Copy out the research summary on Ceuta and confianza below, word for word and in full.

_Text_
————

Award Holder: Brian Campbell
University: University of Kent
Title of Research: Enacting Trust: Multiculturalism, Personal Relationships and Law in a Spanish Enclave in Morocco

Ceuta and Confianza

Ceuta is a small enclave town (official population: 86,000) on the Mediterranean coast of Morocco, belonging to Spain and subject to the laws of the European Union. Although the conquest of the town by Christian forces in the 15th Century was meant to extend the crusading spirit of the Reconquista onto North Africa, Ceuta was, for most of its modern history, a small, vulnerable border fort/prison (presidio) constantly under attack by Muslim forces.

In the 20th century, spearheading Spanish colonial enterprise in northern Morocco, Ceuta became the main port of a large and rich colonial hinterland. Ceuta saw its population explode, with the settlement of Spanish and Moroccan soldiers and labourers and the establishment of affluent Jewish, Hindu and Chinese traders and businessmen. The few ethnographies of the enclave describe how, following the dismantling of the protectorate in the 50s, the economic vulnerability of the enclave meant that individuals had to form trust-based (confianza) working alliances (amistades) with other citizens of the town based on the recognition of individual abilities (lo que valga) and trustworthiness (ser de confianza). Such personal relationships and friendships between unsubstitutable partners cut across and through religious identities and categories.

————

_Extracted material_
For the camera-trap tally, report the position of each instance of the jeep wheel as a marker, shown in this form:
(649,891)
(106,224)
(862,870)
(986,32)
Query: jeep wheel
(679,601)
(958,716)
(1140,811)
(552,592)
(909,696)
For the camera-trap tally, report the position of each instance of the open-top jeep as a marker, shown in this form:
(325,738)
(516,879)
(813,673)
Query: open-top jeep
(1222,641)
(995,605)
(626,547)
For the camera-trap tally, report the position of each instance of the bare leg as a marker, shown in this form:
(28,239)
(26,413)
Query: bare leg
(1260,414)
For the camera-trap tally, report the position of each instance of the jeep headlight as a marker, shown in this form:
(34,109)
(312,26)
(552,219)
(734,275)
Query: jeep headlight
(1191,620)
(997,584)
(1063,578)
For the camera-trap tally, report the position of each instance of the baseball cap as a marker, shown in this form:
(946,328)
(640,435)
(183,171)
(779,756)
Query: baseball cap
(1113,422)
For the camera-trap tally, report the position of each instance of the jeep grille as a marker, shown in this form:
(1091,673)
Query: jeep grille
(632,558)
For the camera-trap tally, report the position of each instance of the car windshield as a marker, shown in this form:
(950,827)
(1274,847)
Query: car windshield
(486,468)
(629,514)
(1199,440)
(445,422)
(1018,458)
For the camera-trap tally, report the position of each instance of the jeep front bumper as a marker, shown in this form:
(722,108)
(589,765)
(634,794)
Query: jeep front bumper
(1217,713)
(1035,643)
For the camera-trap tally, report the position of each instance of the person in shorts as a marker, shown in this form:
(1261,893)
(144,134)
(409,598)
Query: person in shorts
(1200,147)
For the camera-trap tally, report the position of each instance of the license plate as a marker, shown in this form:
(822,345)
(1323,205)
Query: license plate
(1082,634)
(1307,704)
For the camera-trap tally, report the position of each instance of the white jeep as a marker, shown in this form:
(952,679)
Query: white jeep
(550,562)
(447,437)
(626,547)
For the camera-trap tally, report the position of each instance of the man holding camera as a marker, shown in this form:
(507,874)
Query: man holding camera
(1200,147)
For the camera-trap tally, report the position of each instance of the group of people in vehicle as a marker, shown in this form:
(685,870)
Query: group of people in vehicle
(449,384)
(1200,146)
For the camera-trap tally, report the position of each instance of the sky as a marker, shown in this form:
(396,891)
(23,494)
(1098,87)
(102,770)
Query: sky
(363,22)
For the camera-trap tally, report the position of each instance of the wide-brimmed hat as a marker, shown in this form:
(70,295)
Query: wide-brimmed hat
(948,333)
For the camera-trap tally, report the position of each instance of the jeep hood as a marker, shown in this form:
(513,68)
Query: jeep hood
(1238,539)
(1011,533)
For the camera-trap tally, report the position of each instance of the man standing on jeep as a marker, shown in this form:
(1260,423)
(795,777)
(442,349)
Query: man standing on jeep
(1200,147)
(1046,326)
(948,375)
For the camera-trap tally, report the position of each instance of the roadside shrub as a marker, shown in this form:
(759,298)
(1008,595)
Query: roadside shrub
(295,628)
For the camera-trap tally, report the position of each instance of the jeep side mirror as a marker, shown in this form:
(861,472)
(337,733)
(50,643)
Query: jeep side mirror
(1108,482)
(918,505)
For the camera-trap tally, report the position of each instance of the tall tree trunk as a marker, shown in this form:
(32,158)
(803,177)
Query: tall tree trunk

————

_Response to the task_
Award Holder: Brian Campbell
University: University of Kent
Title of Research: Enacting Trust: Multiculturalism, Personal Relationships and Law in a Spanish Enclave in Morocco

Ceuta and Confianza

Ceuta is a small enclave town (official population: 86,000) on the Mediterranean coast of Morocco, belonging to Spain and subject to the laws of the European Union. Although the conquest of the town by Christian forces in the 15th Century was meant to extend the crusading spirit of the Reconquista onto North Africa, Ceuta was, for most of its modern history, a small, vulnerable border fort/prison (presidio) constantly under attack by Muslim forces.

In the 20th century, spearheading Spanish colonial enterprise in northern Morocco, Ceuta became the main port of a large and rich colonial hinterland. Ceuta saw its population explode, with the settlement of Spanish and Moroccan soldiers and labourers and the establishment of affluent Jewish, Hindu and Chinese traders and businessmen. The few ethnographies of the enclave describe how, following the dismantling of the protectorate in the 50s, the economic vulnerability of the enclave meant that individuals had to form trust-based (confianza) working alliances (amistades) with other citizens of the town based on the recognition of individual abilities (lo que valga) and trustworthiness (ser de confianza). Such personal relationships and friendships between unsubstitutable partners cut across and through religious identities and categories.